— Aim of the exercise —
Below are some records. Print exactly the lines between the one holding "Target: distant building" and the one holding "wispy cloud in the photo above.", inclusive, and nothing else.

— Data —

--- START ---

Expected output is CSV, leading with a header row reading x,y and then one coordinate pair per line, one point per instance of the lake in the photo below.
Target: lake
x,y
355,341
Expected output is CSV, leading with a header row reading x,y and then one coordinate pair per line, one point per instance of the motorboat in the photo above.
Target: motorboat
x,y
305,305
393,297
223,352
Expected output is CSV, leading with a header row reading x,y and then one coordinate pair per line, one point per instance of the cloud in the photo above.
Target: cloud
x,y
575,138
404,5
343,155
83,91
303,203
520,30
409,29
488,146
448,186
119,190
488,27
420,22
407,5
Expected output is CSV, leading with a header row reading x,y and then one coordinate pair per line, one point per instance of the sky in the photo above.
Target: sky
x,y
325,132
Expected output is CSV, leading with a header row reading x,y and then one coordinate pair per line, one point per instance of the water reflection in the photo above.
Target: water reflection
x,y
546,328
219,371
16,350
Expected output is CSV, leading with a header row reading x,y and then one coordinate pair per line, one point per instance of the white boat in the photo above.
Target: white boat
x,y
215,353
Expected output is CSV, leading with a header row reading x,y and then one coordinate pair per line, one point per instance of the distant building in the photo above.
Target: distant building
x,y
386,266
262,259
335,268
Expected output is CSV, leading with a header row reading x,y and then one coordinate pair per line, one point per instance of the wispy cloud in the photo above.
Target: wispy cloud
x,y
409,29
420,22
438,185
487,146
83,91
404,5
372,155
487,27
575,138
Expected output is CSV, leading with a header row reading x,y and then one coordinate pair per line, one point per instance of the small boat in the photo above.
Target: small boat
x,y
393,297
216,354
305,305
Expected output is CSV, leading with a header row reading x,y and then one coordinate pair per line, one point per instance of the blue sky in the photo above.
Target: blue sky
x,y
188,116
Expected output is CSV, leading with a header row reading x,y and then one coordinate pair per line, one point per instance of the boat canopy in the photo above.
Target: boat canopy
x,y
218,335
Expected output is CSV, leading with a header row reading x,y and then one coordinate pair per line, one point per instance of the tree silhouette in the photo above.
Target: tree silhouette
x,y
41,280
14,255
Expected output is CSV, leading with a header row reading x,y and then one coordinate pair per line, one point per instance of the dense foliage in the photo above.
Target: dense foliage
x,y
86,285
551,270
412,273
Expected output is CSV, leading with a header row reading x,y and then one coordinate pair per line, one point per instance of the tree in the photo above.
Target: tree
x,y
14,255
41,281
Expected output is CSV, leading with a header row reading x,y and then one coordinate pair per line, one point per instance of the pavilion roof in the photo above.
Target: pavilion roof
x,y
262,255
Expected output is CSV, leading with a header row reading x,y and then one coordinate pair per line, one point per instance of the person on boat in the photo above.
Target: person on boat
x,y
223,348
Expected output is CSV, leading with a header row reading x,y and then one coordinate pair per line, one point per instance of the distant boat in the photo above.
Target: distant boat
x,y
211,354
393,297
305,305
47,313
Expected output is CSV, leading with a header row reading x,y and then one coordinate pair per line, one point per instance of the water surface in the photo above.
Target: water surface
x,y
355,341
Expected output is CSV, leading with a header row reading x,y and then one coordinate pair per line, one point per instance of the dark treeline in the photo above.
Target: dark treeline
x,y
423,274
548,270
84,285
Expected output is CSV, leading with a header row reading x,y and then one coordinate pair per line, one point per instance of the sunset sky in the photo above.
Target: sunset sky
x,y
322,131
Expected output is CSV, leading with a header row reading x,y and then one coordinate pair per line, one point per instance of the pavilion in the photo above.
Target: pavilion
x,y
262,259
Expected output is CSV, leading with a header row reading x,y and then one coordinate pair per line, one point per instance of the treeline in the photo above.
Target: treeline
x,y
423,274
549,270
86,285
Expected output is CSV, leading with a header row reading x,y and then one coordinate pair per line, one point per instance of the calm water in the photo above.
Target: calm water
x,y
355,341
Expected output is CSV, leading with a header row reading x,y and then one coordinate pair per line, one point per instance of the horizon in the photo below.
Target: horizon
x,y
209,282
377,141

--- END ---

— Task output —
Target: distant building
x,y
386,266
262,259
335,268
Expected output is CSV, leading with a header row reading x,y and then one coordinate pair per line, one point per instance of the wispy cloud in the photo above.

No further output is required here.